Task to carry out: What appears from the first line of the records below through the line containing "Phrase: pot lid" must be reproduced verbatim.

Data for this task:
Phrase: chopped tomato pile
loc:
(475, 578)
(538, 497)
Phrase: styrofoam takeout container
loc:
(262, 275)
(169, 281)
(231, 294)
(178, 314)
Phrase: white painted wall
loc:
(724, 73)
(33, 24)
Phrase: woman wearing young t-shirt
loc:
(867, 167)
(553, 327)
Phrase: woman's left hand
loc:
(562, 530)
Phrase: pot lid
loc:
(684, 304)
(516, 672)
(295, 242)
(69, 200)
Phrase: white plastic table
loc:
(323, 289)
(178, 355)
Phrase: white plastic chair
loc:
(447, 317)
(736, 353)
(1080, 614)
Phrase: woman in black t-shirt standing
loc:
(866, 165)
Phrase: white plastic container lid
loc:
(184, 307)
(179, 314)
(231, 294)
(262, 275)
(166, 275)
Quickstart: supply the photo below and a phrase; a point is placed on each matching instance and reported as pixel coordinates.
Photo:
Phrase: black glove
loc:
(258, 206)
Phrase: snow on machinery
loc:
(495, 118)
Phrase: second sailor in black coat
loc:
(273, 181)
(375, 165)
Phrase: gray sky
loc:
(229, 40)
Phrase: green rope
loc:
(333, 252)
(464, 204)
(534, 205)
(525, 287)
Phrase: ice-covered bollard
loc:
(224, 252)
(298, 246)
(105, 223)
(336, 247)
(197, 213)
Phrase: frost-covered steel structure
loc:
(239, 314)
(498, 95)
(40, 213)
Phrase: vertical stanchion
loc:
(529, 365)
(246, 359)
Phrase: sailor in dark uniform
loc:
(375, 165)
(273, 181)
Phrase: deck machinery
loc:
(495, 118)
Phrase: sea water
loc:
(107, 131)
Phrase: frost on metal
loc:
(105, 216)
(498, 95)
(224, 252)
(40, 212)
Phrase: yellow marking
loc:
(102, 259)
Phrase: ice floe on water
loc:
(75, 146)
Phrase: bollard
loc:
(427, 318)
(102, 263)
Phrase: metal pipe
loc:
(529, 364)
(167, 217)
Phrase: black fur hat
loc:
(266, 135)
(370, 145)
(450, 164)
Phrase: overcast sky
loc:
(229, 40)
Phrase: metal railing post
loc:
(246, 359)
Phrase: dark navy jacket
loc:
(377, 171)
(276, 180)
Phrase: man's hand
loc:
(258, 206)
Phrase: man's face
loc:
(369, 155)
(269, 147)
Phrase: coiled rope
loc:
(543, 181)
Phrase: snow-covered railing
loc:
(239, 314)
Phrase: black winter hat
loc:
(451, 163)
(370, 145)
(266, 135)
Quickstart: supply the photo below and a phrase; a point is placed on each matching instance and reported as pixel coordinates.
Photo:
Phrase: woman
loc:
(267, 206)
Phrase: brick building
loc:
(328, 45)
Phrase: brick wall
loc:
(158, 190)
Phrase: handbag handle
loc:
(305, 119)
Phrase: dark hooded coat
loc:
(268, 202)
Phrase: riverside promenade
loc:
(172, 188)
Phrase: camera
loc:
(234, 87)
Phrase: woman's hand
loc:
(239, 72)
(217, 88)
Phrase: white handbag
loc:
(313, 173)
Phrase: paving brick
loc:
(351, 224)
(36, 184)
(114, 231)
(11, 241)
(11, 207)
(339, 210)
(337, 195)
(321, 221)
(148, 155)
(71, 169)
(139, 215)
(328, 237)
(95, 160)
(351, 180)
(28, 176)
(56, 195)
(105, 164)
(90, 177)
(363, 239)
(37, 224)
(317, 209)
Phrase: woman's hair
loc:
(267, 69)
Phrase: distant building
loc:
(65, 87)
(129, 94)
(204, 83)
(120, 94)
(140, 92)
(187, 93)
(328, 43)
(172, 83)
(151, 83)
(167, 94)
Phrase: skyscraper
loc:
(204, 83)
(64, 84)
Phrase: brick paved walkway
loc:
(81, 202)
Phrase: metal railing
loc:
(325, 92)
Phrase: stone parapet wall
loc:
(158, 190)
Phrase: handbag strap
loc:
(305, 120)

Answer space:
Phrase: chopped tomato pile
loc:
(475, 578)
(538, 497)
Phrase: styrofoam takeout container
loc:
(262, 275)
(169, 281)
(231, 294)
(178, 314)
Phrase: white painted wall
loc:
(724, 73)
(33, 24)
Phrase: woman wearing young t-shirt
loc:
(867, 167)
(553, 327)
Phrase: woman's left hand
loc:
(562, 530)
Phrase: pot lid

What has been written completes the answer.